__Exercise__. Each line below has to be set down again exactly.

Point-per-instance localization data
● ● ● ● ●
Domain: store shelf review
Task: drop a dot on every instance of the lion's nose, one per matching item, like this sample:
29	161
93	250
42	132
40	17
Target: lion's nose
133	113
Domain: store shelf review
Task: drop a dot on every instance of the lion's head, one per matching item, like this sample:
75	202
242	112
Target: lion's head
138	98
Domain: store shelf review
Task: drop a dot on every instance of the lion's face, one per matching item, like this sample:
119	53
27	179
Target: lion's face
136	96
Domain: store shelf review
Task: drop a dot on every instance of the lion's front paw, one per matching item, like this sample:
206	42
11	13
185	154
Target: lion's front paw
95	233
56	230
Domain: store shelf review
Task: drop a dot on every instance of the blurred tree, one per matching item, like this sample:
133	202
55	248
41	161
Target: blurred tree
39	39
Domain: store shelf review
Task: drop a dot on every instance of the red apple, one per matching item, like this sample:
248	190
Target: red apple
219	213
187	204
● ● ● ● ●
__Your solution__.
Domain: store shelf review
Task: drop a dot on every instance of the lion's nose, one per matching item, like this sample:
29	161
93	250
42	132
40	17
Target: lion's nose
133	113
Domain: store shelf review
Task: drop a dot on every instance of the lion's head, one per matching item, like this sample:
75	202
242	112
Target: lion's head
138	98
Domain: store shelf review
Task: drop a dot on every instance of the lion's face, one per matching item, like this sample:
119	53
27	179
Target: lion's face
136	96
Domain: store shelf review
Task: drop a dot on every instance of the lion's front paw, one per matching item, like this sample:
206	42
11	13
185	154
Target: lion's front paw
95	233
56	230
Domain: store shelf review
Task: drop a dot on every instance of the blurred tree, one per matching item, like this sample:
133	202
55	248
41	161
Target: blurred tree
39	39
Domain: store shelf review
Task: drop a dot on every instance of the red apple, one per matching item, like this sample:
248	190
Target: red apple
219	213
187	204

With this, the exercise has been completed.